## ACTIVITY
If an entry below holds a picture, skip the picture and copy everything else exactly.
※
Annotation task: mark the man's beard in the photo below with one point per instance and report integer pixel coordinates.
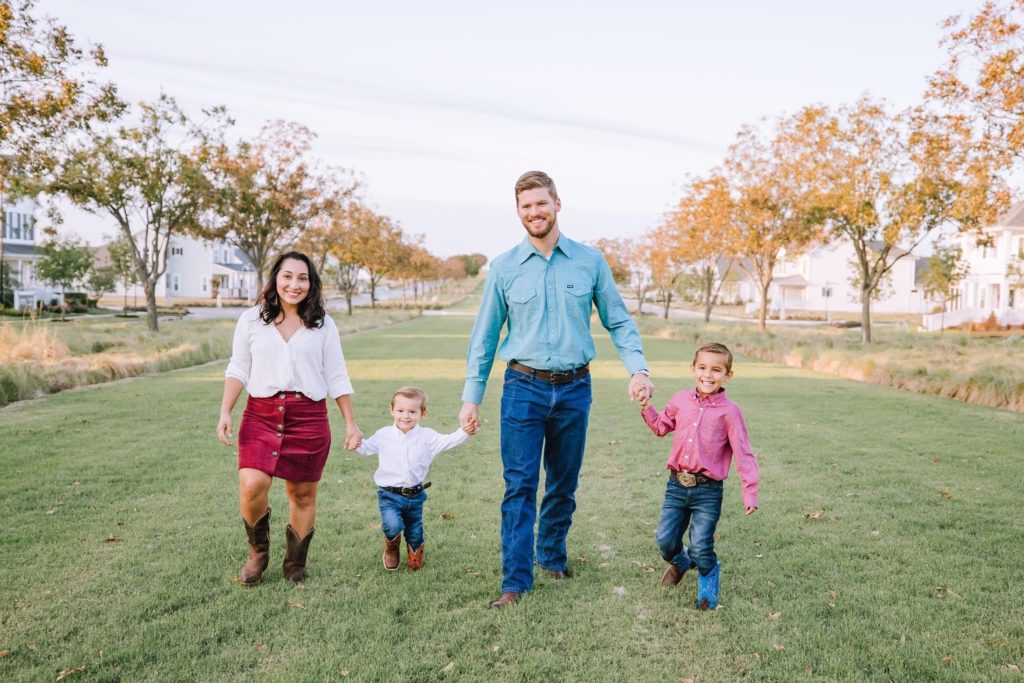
(542, 231)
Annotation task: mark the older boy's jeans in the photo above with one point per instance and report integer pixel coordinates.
(538, 416)
(697, 507)
(399, 513)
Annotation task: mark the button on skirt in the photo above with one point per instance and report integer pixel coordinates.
(286, 435)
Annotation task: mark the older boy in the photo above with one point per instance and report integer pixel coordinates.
(709, 431)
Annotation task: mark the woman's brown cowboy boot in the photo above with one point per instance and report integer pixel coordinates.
(259, 549)
(295, 554)
(415, 558)
(391, 557)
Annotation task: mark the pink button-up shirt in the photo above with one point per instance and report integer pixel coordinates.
(709, 431)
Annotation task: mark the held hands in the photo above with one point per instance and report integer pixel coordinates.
(469, 418)
(641, 389)
(353, 436)
(224, 428)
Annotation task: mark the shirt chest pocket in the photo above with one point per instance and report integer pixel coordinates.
(578, 299)
(524, 305)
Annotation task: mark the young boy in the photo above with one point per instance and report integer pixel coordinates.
(406, 451)
(709, 431)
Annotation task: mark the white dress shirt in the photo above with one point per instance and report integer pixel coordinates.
(404, 458)
(311, 361)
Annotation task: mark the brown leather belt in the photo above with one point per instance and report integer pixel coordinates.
(551, 377)
(408, 492)
(688, 479)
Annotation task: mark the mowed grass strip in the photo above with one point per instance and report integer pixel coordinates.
(887, 546)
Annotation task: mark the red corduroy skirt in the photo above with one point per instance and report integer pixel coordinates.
(286, 435)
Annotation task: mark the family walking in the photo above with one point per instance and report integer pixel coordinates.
(287, 355)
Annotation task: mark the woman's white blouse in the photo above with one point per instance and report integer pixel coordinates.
(311, 361)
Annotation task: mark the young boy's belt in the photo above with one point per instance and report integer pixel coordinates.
(552, 377)
(689, 479)
(408, 492)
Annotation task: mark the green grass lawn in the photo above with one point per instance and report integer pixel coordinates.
(888, 545)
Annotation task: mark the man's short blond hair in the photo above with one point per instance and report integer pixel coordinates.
(412, 392)
(532, 180)
(716, 347)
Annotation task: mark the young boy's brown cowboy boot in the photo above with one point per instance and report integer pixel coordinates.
(296, 550)
(415, 558)
(391, 556)
(259, 549)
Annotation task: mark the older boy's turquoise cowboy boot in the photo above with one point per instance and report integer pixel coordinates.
(708, 589)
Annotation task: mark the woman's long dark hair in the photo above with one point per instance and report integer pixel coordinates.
(311, 309)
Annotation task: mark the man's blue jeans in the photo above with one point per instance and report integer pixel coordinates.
(546, 421)
(698, 508)
(399, 513)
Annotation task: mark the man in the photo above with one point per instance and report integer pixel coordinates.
(544, 289)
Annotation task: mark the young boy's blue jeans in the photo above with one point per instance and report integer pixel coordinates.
(540, 421)
(401, 513)
(697, 508)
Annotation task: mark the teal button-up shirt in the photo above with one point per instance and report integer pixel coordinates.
(547, 304)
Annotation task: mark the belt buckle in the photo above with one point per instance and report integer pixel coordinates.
(686, 479)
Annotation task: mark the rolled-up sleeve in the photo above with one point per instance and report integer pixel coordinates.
(335, 372)
(242, 360)
(616, 319)
(483, 340)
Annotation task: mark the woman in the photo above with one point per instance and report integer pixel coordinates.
(287, 354)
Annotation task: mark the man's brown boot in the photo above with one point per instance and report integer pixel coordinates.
(295, 554)
(415, 558)
(391, 557)
(259, 549)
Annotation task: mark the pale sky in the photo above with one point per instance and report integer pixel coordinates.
(439, 107)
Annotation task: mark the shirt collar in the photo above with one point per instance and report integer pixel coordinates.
(402, 434)
(526, 249)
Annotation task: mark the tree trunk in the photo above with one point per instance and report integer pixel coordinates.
(709, 285)
(865, 315)
(763, 310)
(151, 305)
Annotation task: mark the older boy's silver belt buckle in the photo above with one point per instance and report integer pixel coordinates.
(685, 478)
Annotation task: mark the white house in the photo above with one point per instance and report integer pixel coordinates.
(994, 284)
(199, 269)
(820, 281)
(19, 255)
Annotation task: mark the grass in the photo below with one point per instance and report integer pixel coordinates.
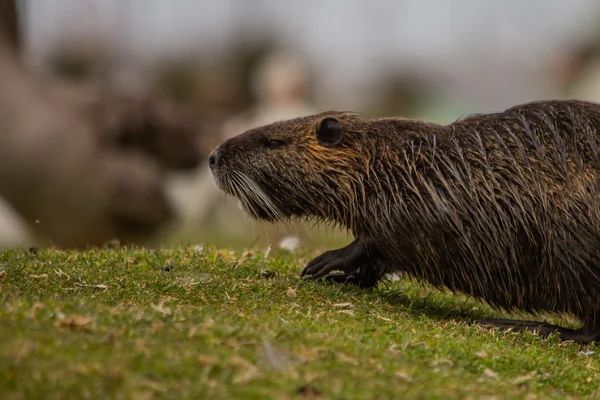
(196, 323)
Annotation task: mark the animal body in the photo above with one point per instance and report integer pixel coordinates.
(504, 207)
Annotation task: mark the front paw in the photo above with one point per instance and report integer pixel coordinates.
(327, 262)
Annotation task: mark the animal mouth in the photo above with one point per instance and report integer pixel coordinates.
(252, 197)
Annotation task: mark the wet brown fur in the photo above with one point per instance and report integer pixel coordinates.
(504, 207)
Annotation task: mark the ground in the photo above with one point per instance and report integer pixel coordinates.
(199, 322)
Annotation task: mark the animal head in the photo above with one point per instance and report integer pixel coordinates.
(310, 167)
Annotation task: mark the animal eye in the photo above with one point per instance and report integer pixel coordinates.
(274, 143)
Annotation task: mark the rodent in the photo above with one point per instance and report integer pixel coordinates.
(504, 207)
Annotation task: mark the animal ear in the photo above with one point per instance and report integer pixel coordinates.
(329, 132)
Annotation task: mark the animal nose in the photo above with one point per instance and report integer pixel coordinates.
(212, 159)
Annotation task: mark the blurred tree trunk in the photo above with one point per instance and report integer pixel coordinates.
(72, 192)
(9, 23)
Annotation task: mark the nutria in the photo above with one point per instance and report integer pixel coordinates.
(504, 207)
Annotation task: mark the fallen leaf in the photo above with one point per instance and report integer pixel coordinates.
(273, 357)
(488, 373)
(404, 375)
(309, 391)
(75, 321)
(160, 307)
(342, 305)
(347, 359)
(524, 378)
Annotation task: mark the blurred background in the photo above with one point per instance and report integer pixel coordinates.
(109, 108)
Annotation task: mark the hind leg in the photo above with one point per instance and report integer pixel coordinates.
(589, 333)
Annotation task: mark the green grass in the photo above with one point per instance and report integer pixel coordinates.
(207, 323)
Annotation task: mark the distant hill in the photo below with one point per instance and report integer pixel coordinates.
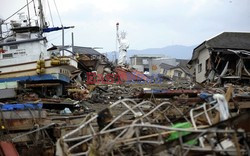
(174, 51)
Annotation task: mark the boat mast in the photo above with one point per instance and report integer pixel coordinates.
(41, 15)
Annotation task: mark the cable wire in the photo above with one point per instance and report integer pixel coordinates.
(58, 12)
(50, 14)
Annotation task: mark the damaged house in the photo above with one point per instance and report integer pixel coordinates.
(223, 58)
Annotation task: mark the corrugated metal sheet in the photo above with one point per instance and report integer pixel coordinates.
(42, 77)
(7, 93)
(126, 75)
(8, 149)
(8, 85)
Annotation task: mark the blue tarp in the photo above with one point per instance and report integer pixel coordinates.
(42, 77)
(21, 106)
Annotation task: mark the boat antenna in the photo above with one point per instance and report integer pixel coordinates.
(16, 12)
(41, 15)
(116, 40)
(50, 13)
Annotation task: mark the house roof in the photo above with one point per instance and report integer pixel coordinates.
(78, 49)
(166, 66)
(85, 50)
(148, 55)
(225, 40)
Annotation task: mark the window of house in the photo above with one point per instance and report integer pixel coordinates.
(208, 66)
(9, 55)
(199, 68)
(144, 61)
(13, 47)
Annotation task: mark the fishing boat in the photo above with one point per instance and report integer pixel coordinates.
(24, 54)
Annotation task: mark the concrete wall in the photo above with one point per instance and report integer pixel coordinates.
(203, 56)
(171, 72)
(155, 64)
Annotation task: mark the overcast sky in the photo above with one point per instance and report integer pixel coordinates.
(149, 23)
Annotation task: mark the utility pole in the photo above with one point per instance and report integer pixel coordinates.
(116, 40)
(62, 40)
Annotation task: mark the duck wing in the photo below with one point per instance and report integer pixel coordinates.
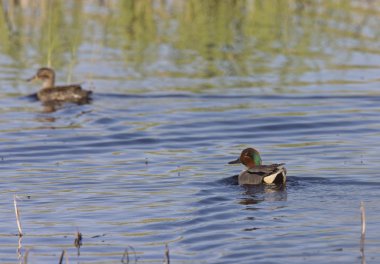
(266, 170)
(70, 93)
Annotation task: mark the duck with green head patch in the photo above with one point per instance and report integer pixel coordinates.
(256, 173)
※
## EXERCISE RESPONSE
Annotation task: mark the man's beard in the photo below with one point per instance and report integer pixel coordinates.
(542, 231)
Annotation task: mark the older boy's jeans in the photo above with one point per instance and report integer pixel coordinates.
(538, 416)
(697, 507)
(399, 513)
Annotation task: mark the button on skirt in the photo above with one point per instance and report integer pixel coordinates.
(286, 435)
Annotation task: mark the older boy in the photo above with one point per instance and report integer pixel coordinates.
(709, 431)
Annotation task: mark the woman's brown cowboy boot in the photo above with one point per instance and report integer pixel coordinates.
(259, 549)
(295, 554)
(415, 558)
(391, 557)
Annotation task: mark the pink button-up shirt in the photo above with one point per instance and report integer pixel coordinates.
(709, 431)
Annotation task: mark the held hands in the photo above with one point per instance and report integer pixel coordinates.
(469, 418)
(641, 389)
(353, 436)
(224, 428)
Annotation task: mark the shirt chest pocket in the photo above with one point per instance and report integer pixel coordinates.
(578, 299)
(524, 305)
Annotation task: mark the young boy in the photo above with one point per instance and report integer pixel coordinates.
(406, 451)
(709, 431)
Annotation task: mark the white dress shirt in the photo above with one point per instance and report integer pixel coordinates.
(404, 458)
(311, 361)
Annotation task: mark the brown leather belt in the photo above with one point per instance and report integer pixel coordinates.
(551, 377)
(408, 492)
(688, 479)
Annotation task: mark the mowed grass strip in the photo above with one point per instance and report integer pixel coordinates.
(887, 546)
Annotation task: mark the red corduroy skirt in the photo above with one point per instance and report integer pixel coordinates.
(286, 435)
Annotation task: mark the family walking in the photo above with one point per instance and report integer pixel coordinates.
(287, 355)
Annotation task: mark the woman's white blouse in the photo above with one point per instance and report integer pixel coordinates.
(311, 361)
Annotation task: mark the young boy's belt in the photo above with one point per instance and report integer pixel coordinates.
(552, 377)
(689, 479)
(408, 492)
Annotation task: mark the green grass lawn in the photo above with one point per instance and report integer pixel coordinates.
(888, 545)
Annotation task: mark the man's short blond hair in the photo above with one point per instance and report integer pixel coordinates.
(412, 392)
(532, 180)
(716, 347)
Annotation task: mark the young boy's brown cowboy boot in the photo above with one point per instance and report integer pixel coordinates.
(296, 550)
(415, 558)
(391, 556)
(259, 549)
Annotation task: mark the older boy's turquoise cowboy boot in the photo above with one point per instance and report integer pixel coordinates.
(708, 589)
Annotation task: mark the woman's long dark hair in the photo above with one point per instance and report integer pixel coordinates.
(311, 309)
Annotation task: mark the man's blue jeans in the photo above with one point per instance and report integer pixel coordinates.
(546, 421)
(698, 508)
(399, 513)
Annotation task: mark the man in the photo above with one point per instance and report integer pixel coordinates.
(544, 289)
Annotation task: mark the young boy's blue jeans in the photo above with one point per instance and report integer pixel coordinates.
(540, 421)
(401, 513)
(697, 508)
Annotation task: mark the teal button-up shirt in the photo above with one point per instance and report integer pixel coordinates.
(547, 304)
Annotation task: mark the belt buckle in the photo above with one point per instance and report integer pixel coordinates.
(686, 479)
Annotation task: mark the rolled-up sleeve in the photo above with one point per instance and report integer pixel coordinates.
(335, 372)
(242, 360)
(616, 319)
(483, 340)
Annotation task: mark the woman in the photo above with one point per instance and report integer pixel coordinates.
(287, 354)
Annotation task: mark the man's brown boot in the photo above with one point per instance and report integer pixel coordinates.
(295, 554)
(415, 558)
(391, 557)
(259, 549)
Annotation task: mark the pale sky in the photo above with one point per instance and report integer pixel coordinates.
(439, 107)
Annotation task: mark the shirt collar in the photo above with one point per instance and report integer pixel coordinates.
(402, 434)
(526, 249)
Annotation task: mark the tree trunk in the photo above with one point per instance and report integer pixel coordinates.
(709, 285)
(865, 315)
(763, 310)
(151, 305)
Annotation task: mark the older boy's silver belt buckle in the photo above with one point per instance and report integer pixel coordinates.
(685, 478)
Annotation task: mark the white house in the photo above with one point per instance and report integer pixel coordinates.
(994, 284)
(199, 269)
(820, 281)
(19, 255)
Annotation task: mark the grass in the photo below with one point per instance and report integer pixel coordinates.
(196, 323)
Annotation task: mark the animal body in the photo above with one point per instance and report integer pixel coordinates.
(504, 207)
Annotation task: mark the front paw in the photo above with one point per instance and report integer pixel coordinates.
(327, 262)
Annotation task: mark the animal mouth in the photo above with one point per instance and report integer pixel coordinates.
(252, 197)
Annotation task: mark the wet brown fur in the photo above with one point per instance and report integer pixel coordinates.
(504, 207)
Annotation task: mark the ground in the photo above with one point per instance and report integer pixel coordinates.
(199, 322)
Annotation task: mark the animal head in the photo above with one point per instance and report integer pixel coordinates.
(310, 167)
Annotation task: mark the animal eye in the photo above with one point per instance and report integer pixel coordinates.
(274, 143)
Annotation task: mark the rodent in the photo above with one point per instance and report integer pixel coordinates.
(504, 207)
Annotation task: mark the animal ear in the photo above with one point per instance and report integer pixel coordinates.
(329, 132)
Annotation task: mark the animal nose in the photo above with one point per instance and report integer pixel coordinates.
(212, 159)
Annotation task: mark the blurred tree trunk in the photo above with one point per instance and report integer pixel coordinates.
(72, 192)
(9, 23)
Annotation task: mark the nutria in the photo above with one point per instance and report integer pixel coordinates.
(504, 207)
Annotation task: mark the fallen leaf in the photo above with one point per instance and report integer pixel coordinates.
(273, 357)
(488, 373)
(404, 375)
(309, 391)
(75, 321)
(160, 307)
(342, 305)
(347, 359)
(524, 378)
Annotation task: mark the blurred background in the photo above with one point per instance and report integer pixel coordinates.
(109, 108)
Annotation task: mark the hind leg in the photo above with one point per instance and report integer pixel coordinates.
(589, 333)
Annotation task: mark the green grass in the photo above with one point per instance and report integer pixel coordinates.
(207, 323)
Annotation task: mark the distant hill in the photo below with one point per instance and report integer pixel coordinates.
(174, 51)
Annotation task: mark the boat mast in the photo above with one point per instance and report integer pixel coordinates.
(41, 15)
Annotation task: mark the cable wire in the photo above with one point per instance and report integer pixel coordinates.
(58, 12)
(50, 14)
Annotation task: mark the damaged house in the photo above with one point per instance and report integer pixel coordinates.
(223, 58)
Annotation task: mark the corrugated metal sheet in the photo above with one point per instance and report integer pixel coordinates.
(42, 77)
(7, 93)
(126, 75)
(8, 149)
(8, 85)
Annotation task: mark the blue tarp in the photo above with one point per instance and report integer pixel coordinates.
(42, 77)
(21, 106)
Annotation task: mark the boat antenna in the photo above with one point per instance and report integer pixel coordinates.
(16, 12)
(41, 15)
(116, 40)
(50, 13)
Annotation task: mark the house roof in the photo above with one point per instance and report integer pixel coordinates.
(78, 49)
(166, 66)
(85, 50)
(148, 55)
(225, 40)
Annotation task: mark the window of house in the photo above with one point per instance and report integer pixel coordinates.
(208, 66)
(9, 55)
(199, 68)
(144, 61)
(13, 47)
Annotation task: mark the fishing boat in the photo above with one point per instance and report integer pixel coordinates.
(24, 54)
Annotation task: mark the concrete wall in the photo above with one point per instance and report integer pixel coordinates.
(203, 56)
(171, 72)
(155, 64)
Annotation task: mark the overcast sky in the photo above with one point per instance and report integer pixel coordinates.
(149, 23)
Annotation task: mark the utility pole in the photo above with one point per instance and report integer pixel coordinates.
(116, 40)
(62, 40)
Annotation task: mark the duck wing in the photo below with one point per instance and report integer pixel coordinates.
(266, 170)
(70, 93)
Annotation task: mark the duck with green head patch in the photo above with one point per instance and report integer pixel coordinates.
(256, 173)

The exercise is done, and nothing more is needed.